● **Requirement**: Look through the records below for the line holding "Spot the clear". Write it out exactly, with each following line through the line holding "Query: clear plastic bin".

──────────────────────────────

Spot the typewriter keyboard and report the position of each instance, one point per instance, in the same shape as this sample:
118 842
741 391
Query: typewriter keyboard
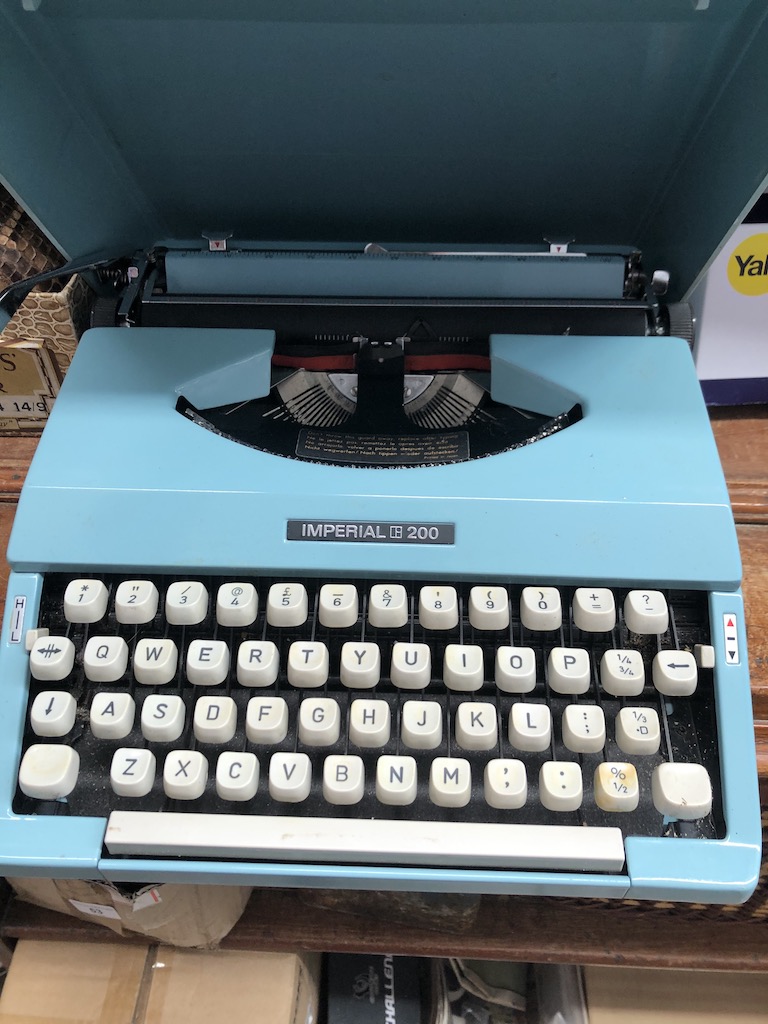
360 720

──────────────────────────────

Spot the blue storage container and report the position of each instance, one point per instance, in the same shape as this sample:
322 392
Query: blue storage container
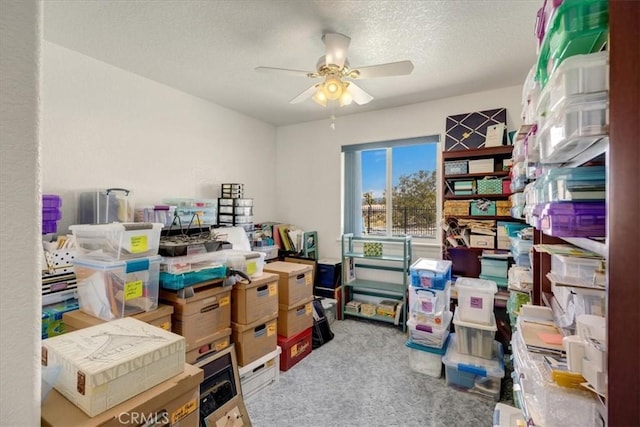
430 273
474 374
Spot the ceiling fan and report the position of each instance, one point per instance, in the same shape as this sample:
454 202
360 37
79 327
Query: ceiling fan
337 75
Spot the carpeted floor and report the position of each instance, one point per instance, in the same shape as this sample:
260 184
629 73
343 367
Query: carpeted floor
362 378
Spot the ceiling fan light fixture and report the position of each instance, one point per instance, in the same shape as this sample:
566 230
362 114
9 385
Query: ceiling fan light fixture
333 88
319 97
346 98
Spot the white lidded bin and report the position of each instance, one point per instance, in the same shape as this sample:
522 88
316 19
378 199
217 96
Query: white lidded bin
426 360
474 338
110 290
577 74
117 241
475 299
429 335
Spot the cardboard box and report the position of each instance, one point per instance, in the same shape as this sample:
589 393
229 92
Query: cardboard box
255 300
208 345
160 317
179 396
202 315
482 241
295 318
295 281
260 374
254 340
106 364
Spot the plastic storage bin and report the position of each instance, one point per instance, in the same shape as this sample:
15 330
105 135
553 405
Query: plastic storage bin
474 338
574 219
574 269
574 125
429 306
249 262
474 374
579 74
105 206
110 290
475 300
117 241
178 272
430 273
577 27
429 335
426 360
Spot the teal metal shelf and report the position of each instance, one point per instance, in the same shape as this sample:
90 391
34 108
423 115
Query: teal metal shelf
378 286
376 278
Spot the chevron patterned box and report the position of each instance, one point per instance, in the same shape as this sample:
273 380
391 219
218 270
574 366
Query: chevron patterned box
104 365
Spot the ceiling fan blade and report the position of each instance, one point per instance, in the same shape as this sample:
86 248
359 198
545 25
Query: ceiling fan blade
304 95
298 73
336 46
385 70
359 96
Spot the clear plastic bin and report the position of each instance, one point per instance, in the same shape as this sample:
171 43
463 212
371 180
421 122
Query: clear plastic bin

──────────────────────────────

● **Solved exercise**:
Spot the clear plastic bin and report the position of each instance, one point per instance, in the same shape as this sample:
171 43
463 212
371 180
421 122
Query: clear plastic bin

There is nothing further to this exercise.